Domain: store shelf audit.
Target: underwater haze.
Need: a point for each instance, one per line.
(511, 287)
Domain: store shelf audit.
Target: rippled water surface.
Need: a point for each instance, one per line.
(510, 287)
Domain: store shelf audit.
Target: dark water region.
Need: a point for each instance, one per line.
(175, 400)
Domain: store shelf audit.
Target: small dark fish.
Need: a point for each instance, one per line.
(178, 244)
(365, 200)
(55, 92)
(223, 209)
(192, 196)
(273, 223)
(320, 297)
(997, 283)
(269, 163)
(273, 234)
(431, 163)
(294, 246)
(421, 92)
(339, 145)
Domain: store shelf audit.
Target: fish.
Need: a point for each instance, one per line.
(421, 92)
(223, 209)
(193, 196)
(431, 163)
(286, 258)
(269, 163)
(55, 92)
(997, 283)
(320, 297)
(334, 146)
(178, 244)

━━━━

> **What is required**
Please transcribe all of the material above line for line, keeping every word, number, and punctuation mark the same.

> **Solution to the problem**
Domain: store shelf audit.
Target: underwater haze.
Need: a point for each instance, one per line.
(511, 287)
Domain: store shelf audit.
Target: rippled water surface.
Need: a point for each instance, one per line.
(510, 287)
Domain: store shelf audit.
Target: dark water region.
Need: a point for each instance, one per line.
(175, 400)
Domain: store shelf audit.
Target: small dark fish.
Need: a point for each instance, one per line.
(178, 244)
(365, 200)
(55, 92)
(223, 209)
(192, 196)
(273, 223)
(320, 297)
(997, 283)
(269, 163)
(273, 234)
(431, 163)
(294, 246)
(421, 92)
(339, 145)
Domain: store shelf audit.
Target: fish.
Need: a point for each instance, one per line.
(421, 92)
(223, 209)
(193, 196)
(431, 163)
(286, 258)
(269, 163)
(55, 92)
(997, 283)
(320, 297)
(334, 146)
(178, 244)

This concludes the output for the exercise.